→ **Görev A**:
Aşağıdaki metin alıntısına göre Erdoğan milletvekili lojmanlarını hangi gerekçeyle kapatmıştır? Metnin aktardığı açıklamaya dayanarak anlat.

--- Metin Alıntısı ---

Mehmet TIRAŞ
Başbakan Erdoğan 2002 yılında “devlette şatafata son vereceğim” propagandasıyla Çankaya mahallesi “OR-An sitesindeki Milletvekili lojmanlarını kapatarak” işe başladı.
Or-An sitesine toplu taşıma araçları gitmezdi, sadece özel taksi ile gidilirdi, topluma kapalı bir yerleşkeydi,taksiciler OR-AN Sitesinin adını “Devlet Mahallesi” koymuşlardı.
Erdoğan Milletvekili lojmanlarını kapatma gerekçesini: ”Benim milletvekilim benim vatandaşımla komşu olacak, farklı mahallelerde oturacaklar ve Meclise de farklı semtlerden gelip-gidecekler, vatandaşımla da içli dışlı yaşayacaklar” diye açıklamıştı.
Bu kararı toplumda büyük destek almış olmalı ki muhalefette hiç itiraz etmedi.
Kendisi de Başbakanlık konutundan Ankara’nın gecekondu ilçesi olarak bilinen Keçiören’de üç katlı mütevazi bir apartmana taşındı.
O günleri anımsayın, Erdoğan her gün üç beş arabadan oluşan mütevazi bir koruma ekibiyle evine gelip-giderken mahallenin çocukları karşılar, Erdoğan makam aracından iner çocuklara çeşitli oyuncaklar dağıtır, harçlıklar verir komşuları ile de selamlaşırdı.
Erdoğan’ın bu davranışları hükümet yanlısı medyada sık sık haber olur, televizyon kanallarında görüntüler yayınlanırdı…
İşte halk adamı, işte bizden biri diyerek gazeteler manşetler atar güzellemeler yapılırdı.
Aradan yıllar geçti…
Siyasal iktidarın kimyası değişmeye başladı.
Erdoğan sisteme din üzerinden topluma format atmanın işaretlerini vermeye başladı.
Beştepe’ye Başbakanlık ve bütün bakanlıkların toplanacağı “1152 odalı” bir bina yapıldığı haberleri medyaya yansıması ile farklı tartışmalar ortaya çıktı.
Ankara Mimarlar odası mahkemeden aldığı durdurma kararına dayanarak, Beştepe’ye yapılan “1152 odalı Saray’ın kaçak olduğunu açıkladı.”
Binanın oturma müsaadesi yoktu ve gecekondu konumundaydı.
Kıyamet koptu.

---

→ **Görev B**:
Aşağıdaki satırların en başından başlayıp "[337,291,446,366]" geçen satırda biten bölümü, iki uç da dahil olmak üzere, her satır için bir dize içeren bir JSON listesi olarak ifade et. Boş satırları listeye alma.

--- Görev Malzemesi ---

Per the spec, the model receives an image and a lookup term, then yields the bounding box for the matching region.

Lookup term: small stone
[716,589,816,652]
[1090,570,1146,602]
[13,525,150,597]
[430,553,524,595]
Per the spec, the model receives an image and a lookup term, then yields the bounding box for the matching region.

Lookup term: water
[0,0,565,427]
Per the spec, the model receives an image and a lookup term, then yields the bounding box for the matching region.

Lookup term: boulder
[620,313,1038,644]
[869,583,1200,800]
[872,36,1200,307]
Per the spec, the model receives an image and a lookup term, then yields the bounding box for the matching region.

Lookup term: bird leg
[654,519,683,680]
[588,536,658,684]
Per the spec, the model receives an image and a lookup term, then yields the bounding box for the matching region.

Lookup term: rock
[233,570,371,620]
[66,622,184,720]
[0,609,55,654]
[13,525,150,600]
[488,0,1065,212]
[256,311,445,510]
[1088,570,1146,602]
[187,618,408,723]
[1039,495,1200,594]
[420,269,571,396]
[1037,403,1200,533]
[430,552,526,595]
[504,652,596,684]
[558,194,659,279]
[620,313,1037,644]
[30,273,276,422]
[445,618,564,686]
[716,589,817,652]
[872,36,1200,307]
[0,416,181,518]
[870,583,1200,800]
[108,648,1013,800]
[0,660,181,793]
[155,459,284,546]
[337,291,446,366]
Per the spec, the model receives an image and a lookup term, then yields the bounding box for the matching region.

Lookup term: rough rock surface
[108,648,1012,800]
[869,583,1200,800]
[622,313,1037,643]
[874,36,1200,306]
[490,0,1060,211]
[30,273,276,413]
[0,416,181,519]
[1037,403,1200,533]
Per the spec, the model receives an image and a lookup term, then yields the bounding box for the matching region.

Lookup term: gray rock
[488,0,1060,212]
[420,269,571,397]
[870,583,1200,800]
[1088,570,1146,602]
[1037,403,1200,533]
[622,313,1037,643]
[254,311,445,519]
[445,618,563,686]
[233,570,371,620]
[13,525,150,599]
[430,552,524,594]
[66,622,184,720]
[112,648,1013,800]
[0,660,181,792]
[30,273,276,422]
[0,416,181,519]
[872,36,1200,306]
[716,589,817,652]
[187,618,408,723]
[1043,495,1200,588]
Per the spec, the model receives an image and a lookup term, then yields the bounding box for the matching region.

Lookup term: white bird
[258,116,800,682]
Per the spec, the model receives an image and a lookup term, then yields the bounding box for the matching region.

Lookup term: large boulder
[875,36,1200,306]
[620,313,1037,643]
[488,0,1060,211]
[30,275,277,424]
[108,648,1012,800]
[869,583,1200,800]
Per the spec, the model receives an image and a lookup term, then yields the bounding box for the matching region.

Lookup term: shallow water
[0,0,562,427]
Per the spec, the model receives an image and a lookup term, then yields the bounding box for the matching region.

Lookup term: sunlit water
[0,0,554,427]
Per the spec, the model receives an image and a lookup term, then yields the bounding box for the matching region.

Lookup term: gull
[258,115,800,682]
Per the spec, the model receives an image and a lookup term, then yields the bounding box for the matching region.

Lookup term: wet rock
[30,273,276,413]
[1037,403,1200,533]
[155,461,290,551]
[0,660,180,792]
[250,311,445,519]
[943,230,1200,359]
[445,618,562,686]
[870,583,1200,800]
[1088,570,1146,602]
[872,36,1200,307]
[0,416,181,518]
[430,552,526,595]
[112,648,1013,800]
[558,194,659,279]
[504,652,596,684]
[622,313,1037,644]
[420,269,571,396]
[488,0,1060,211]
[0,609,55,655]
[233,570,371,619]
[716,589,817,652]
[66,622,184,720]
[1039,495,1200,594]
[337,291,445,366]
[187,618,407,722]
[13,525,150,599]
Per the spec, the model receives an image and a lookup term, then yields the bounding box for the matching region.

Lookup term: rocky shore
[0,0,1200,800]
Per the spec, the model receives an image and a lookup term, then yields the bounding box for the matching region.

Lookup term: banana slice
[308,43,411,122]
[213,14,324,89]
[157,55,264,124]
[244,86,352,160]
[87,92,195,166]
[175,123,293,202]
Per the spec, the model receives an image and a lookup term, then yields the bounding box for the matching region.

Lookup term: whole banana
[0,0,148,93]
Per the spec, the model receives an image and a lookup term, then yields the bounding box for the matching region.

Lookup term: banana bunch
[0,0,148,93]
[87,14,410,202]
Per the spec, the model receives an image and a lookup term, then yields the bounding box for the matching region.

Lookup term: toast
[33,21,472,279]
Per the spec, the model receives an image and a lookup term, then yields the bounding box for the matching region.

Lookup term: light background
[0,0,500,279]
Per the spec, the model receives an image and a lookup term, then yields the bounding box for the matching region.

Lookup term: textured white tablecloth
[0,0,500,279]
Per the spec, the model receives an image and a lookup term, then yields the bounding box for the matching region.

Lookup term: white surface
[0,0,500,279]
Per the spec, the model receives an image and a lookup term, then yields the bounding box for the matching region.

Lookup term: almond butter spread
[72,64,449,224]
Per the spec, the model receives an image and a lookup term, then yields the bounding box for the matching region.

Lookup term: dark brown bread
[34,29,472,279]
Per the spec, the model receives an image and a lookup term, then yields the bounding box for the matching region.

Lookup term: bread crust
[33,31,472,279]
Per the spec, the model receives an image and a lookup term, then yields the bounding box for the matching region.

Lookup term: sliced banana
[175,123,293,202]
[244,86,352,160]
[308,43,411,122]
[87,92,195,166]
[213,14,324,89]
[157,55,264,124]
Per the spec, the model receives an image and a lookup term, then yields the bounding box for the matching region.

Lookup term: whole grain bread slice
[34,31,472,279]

---

→ **Yanıt A**:
Erdoğan'a göre milletvekilleri vatandaşla komşu olmalıydı. Farklı mahallelerde oturacak, Meclise farklı semtlerden gidip gelecek ve vatandaşla içli dışlı yaşayacaklardı.

→ **Yanıt B**:
[
  "Per the spec, the model receives an image and a lookup term, then yields the bounding box for the matching region.",
  "Lookup term: small stone",
  "[716,589,816,652]",
  "[1090,570,1146,602]",
  "[13,525,150,597]",
  "[430,553,524,595]",
  "Per the spec, the model receives an image and a lookup term, then yields the bounding box for the matching region.",
  "Lookup term: water",
  "[0,0,565,427]",
  "Per the spec, the model receives an image and a lookup term, then yields the bounding box for the matching region.",
  "Lookup term: boulder",
  "[620,313,1038,644]",
  "[869,583,1200,800]",
  "[872,36,1200,307]",
  "Per the spec, the model receives an image and a lookup term, then yields the bounding box for the matching region.",
  "Lookup term: bird leg",
  "[654,519,683,680]",
  "[588,536,658,684]",
  "Per the spec, the model receives an image and a lookup term, then yields the bounding box for the matching region.",
  "Lookup term: rock",
  "[233,570,371,620]",
  "[66,622,184,720]",
  "[0,609,55,654]",
  "[13,525,150,600]",
  "[488,0,1065,212]",
  "[256,311,445,510]",
  "[1088,570,1146,602]",
  "[187,618,408,723]",
  "[1039,495,1200,594]",
  "[420,269,571,396]",
  "[1037,403,1200,533]",
  "[430,552,526,595]",
  "[504,652,596,684]",
  "[558,194,659,279]",
  "[620,313,1037,644]",
  "[30,273,276,422]",
  "[445,618,564,686]",
  "[716,589,817,652]",
  "[872,36,1200,307]",
  "[0,416,181,518]",
  "[870,583,1200,800]",
  "[108,648,1013,800]",
  "[0,660,181,793]",
  "[155,459,284,546]",
  "[337,291,446,366]"
]